▸ RECORDS FOR THIS TASK
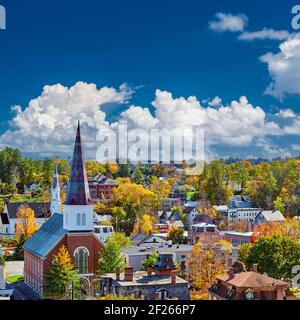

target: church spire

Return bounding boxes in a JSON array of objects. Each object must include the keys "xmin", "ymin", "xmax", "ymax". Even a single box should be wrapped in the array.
[
  {"xmin": 65, "ymin": 122, "xmax": 90, "ymax": 206},
  {"xmin": 50, "ymin": 163, "xmax": 61, "ymax": 214}
]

▸ AIM OF THE EXERCISE
Switch "church spire" to "bell tower" throughout the lines above and reproduce them with everything else unchanged. Omit the pictures from your answer.

▸ SOLUTION TO THE EXERCISE
target: bell tower

Return bounding boxes in a JSON array of objects. Each object must include the keys "xmin", "ymin", "xmax", "ymax". Even a single box should be wrapped in the array.
[
  {"xmin": 65, "ymin": 122, "xmax": 90, "ymax": 206},
  {"xmin": 50, "ymin": 163, "xmax": 61, "ymax": 214}
]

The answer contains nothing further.